- _What the exercise asks_: Reproduce, word for word, the lines of the records from the one containing "Mark the innermost point of each instance of the rough" through the one containing "x=289, y=276", both included.

- _Provided data_:
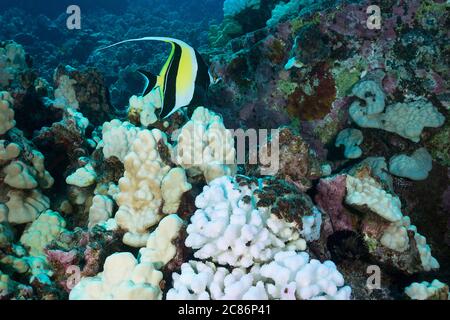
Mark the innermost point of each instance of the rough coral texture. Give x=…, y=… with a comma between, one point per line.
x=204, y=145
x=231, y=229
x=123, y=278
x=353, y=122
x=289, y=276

==

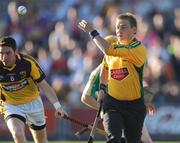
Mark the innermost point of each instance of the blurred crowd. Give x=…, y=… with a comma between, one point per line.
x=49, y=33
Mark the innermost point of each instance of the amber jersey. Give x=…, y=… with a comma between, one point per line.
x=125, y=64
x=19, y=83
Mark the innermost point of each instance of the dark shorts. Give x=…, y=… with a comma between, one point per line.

...

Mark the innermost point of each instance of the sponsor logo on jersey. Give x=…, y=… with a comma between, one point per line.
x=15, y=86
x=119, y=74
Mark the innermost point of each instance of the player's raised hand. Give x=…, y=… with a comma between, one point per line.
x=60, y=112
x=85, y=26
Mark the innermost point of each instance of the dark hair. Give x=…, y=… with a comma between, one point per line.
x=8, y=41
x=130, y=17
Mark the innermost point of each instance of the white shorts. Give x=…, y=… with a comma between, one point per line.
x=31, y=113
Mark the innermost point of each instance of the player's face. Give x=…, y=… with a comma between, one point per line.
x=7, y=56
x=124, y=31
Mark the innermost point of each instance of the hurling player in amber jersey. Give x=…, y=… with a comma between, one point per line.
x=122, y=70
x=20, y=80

- _Exercise response_:
Mark the innermost point of each instance of the rough coral texture. Give x=…, y=… with a comma between, one point per line.
x=204, y=145
x=231, y=229
x=123, y=278
x=353, y=122
x=289, y=276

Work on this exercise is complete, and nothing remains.